Everything in the records below except the pictures must be written out exactly.

--

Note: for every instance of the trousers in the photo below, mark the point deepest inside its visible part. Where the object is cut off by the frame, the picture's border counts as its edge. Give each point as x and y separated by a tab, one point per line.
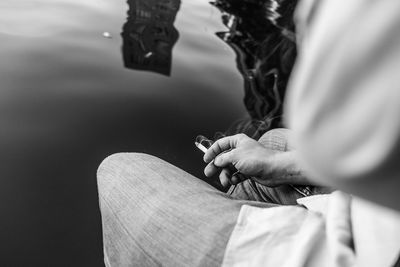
155	214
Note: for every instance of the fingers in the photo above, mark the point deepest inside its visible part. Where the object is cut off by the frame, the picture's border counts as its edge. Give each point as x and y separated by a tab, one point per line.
225	177
221	145
211	169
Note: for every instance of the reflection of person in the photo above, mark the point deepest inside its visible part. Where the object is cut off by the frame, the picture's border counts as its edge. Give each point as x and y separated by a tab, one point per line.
346	134
149	35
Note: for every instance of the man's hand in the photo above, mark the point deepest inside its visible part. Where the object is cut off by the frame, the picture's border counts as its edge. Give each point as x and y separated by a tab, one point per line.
252	159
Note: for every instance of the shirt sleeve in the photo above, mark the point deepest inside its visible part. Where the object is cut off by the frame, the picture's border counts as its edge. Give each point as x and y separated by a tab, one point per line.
343	102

--

• _OUTPUT OF THE TASK_
Note: for every instance of the trousers in the photo below, mark the point deepest inside its visible part. Where the object is cut off by the frame, the picture's border counts as its edge. Give each point as x and y separated by a tab, one point per line.
155	214
Note: for every instance of the fingers in the photo above, mark the point deepest inside its visible part. Where the object is cut off by the frame, the picture's border counts as its edge. Give each point as x and y separated by a tab, one point per line.
225	177
221	145
211	169
Note: for every instance of the reflection of person in the photo above, mark the point deepest inside its visible part. Where the object is cut off by the frame, the picture's border counts as its edge. Give each point as x and y separated by a tab, one point per line.
346	134
149	35
Note: for every instance of the man's hand in the photo above, mark the point deepest inside its visible part. Where the object is cut off by the frame, the picture's border counts as its edge. Give each point as x and y separated by a tab, one point per line.
252	159
Note: for every instance of the shirt sleeve in the photo above, mark the point deepest inside its visible part. Where the object is cut off by the frame, the picture's border counts as its edge. Give each point as x and y separated by a tab, one point per line.
343	102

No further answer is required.